§ Dataset records:
§
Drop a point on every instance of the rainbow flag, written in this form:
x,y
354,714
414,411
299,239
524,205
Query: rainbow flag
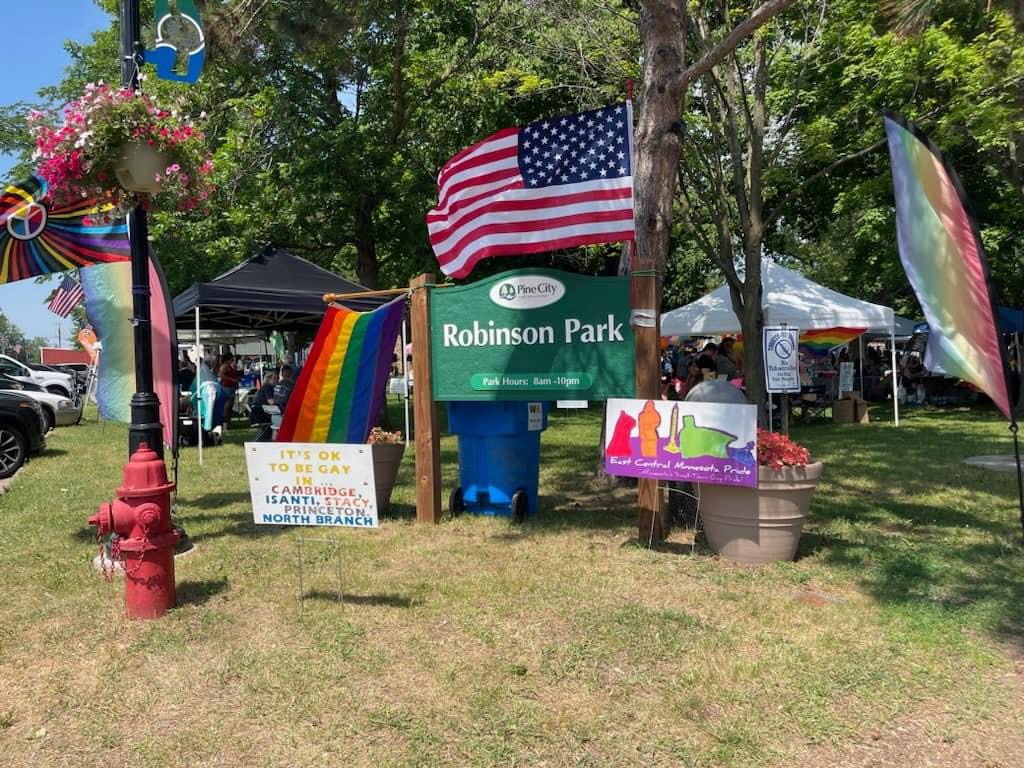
§
§ SHORT PROBLEM: Copy the data above verbatim, line by line, and leave the picture out of your copy.

§ RESPONSE:
Drop a point on every instance of the rainbow flag, written in this form:
x,y
354,714
414,411
299,239
524,205
Query: rainbow flag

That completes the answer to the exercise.